**Task objective:**
Copy out these lines word for word, omitting the pictures.

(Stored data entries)
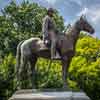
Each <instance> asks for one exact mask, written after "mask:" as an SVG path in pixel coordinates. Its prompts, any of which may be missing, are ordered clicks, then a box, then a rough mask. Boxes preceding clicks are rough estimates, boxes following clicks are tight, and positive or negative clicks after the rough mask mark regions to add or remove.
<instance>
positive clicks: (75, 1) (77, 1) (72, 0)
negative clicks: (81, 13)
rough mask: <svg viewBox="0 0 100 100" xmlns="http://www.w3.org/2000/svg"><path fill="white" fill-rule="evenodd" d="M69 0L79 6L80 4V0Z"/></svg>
mask: <svg viewBox="0 0 100 100" xmlns="http://www.w3.org/2000/svg"><path fill="white" fill-rule="evenodd" d="M69 1H72V2H74V3H76V4H78V5H79V6H82V0H69Z"/></svg>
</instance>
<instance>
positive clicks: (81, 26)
mask: <svg viewBox="0 0 100 100" xmlns="http://www.w3.org/2000/svg"><path fill="white" fill-rule="evenodd" d="M81 31H86V32H89V33H90V34H93V33H94V29H93V27H92V26H91V25H90V24H89V23H88V21H87V20H86V18H85V17H83V16H81V17H80V18H79V19H78V20H77V21H76V22H75V23H74V24H73V25H72V27H71V28H70V29H69V31H68V32H66V33H64V34H58V35H57V36H56V37H57V46H56V47H57V48H56V49H57V51H58V52H59V54H60V56H61V62H62V80H63V87H64V88H65V87H67V85H68V83H67V81H66V79H67V76H68V69H69V64H70V62H71V60H72V57H73V56H74V54H75V45H76V43H77V40H78V38H79V34H80V32H81ZM39 57H43V58H48V59H51V53H50V48H47V47H46V46H45V45H44V43H43V41H42V40H41V39H40V38H35V37H34V38H30V39H28V40H24V41H21V42H20V43H19V44H18V46H17V55H16V70H17V79H18V80H21V79H22V78H23V77H24V75H25V74H26V73H24V69H25V68H26V69H27V64H28V63H29V64H30V66H31V79H32V83H34V80H33V78H32V77H33V76H34V75H35V64H36V62H37V59H38V58H39ZM33 86H34V85H33Z"/></svg>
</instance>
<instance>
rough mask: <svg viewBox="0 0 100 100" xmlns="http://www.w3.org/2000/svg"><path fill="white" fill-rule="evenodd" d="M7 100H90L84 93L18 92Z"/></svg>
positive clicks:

**Solution to this task:**
Each <instance> asks for one exact mask, written after "mask:" as an SVG path in pixel coordinates. Its prompts, any of which may be missing, are ordered clicks, then a box, then a rough mask. Boxes preceding clicks are rough estimates, boxes following clicks are tight, and positive or negative clicks after the rough mask mark regions to add or remove.
<instance>
positive clicks: (75, 1) (77, 1) (72, 0)
negative clicks: (81, 13)
rough mask: <svg viewBox="0 0 100 100" xmlns="http://www.w3.org/2000/svg"><path fill="white" fill-rule="evenodd" d="M69 0L79 6L80 4V0Z"/></svg>
mask: <svg viewBox="0 0 100 100" xmlns="http://www.w3.org/2000/svg"><path fill="white" fill-rule="evenodd" d="M69 1H72V2H74V3H76V4H78V5H79V6H82V0H69Z"/></svg>
</instance>
<instance>
positive clicks: (81, 26)
mask: <svg viewBox="0 0 100 100" xmlns="http://www.w3.org/2000/svg"><path fill="white" fill-rule="evenodd" d="M81 31H86V32H89V33H90V34H93V33H94V29H93V27H92V26H91V25H90V24H89V23H88V21H87V20H86V18H85V17H83V16H81V17H80V18H79V19H78V20H77V21H76V22H75V23H74V24H73V25H72V27H71V28H70V29H69V31H68V32H66V33H64V34H58V35H57V36H56V37H57V46H56V47H57V48H56V49H57V51H58V52H59V54H60V56H61V62H62V80H63V87H64V88H65V87H67V85H68V83H67V81H66V79H67V76H68V69H69V64H70V62H71V60H72V57H73V56H74V54H75V45H76V43H77V40H78V38H79V34H80V32H81ZM39 57H43V58H48V59H51V53H50V48H47V47H46V46H45V45H44V43H43V41H42V40H41V39H40V38H35V37H34V38H30V39H28V40H24V41H21V42H20V43H19V44H18V46H17V55H16V70H17V79H18V80H21V79H22V78H23V77H24V75H25V74H26V73H24V69H25V68H26V69H27V64H28V63H29V64H30V66H31V79H32V83H34V80H33V78H32V77H33V76H34V75H35V64H36V62H37V59H38V58H39ZM33 86H34V85H33Z"/></svg>
</instance>
<instance>
rough mask: <svg viewBox="0 0 100 100" xmlns="http://www.w3.org/2000/svg"><path fill="white" fill-rule="evenodd" d="M7 100H90L84 93L18 92Z"/></svg>
positive clicks:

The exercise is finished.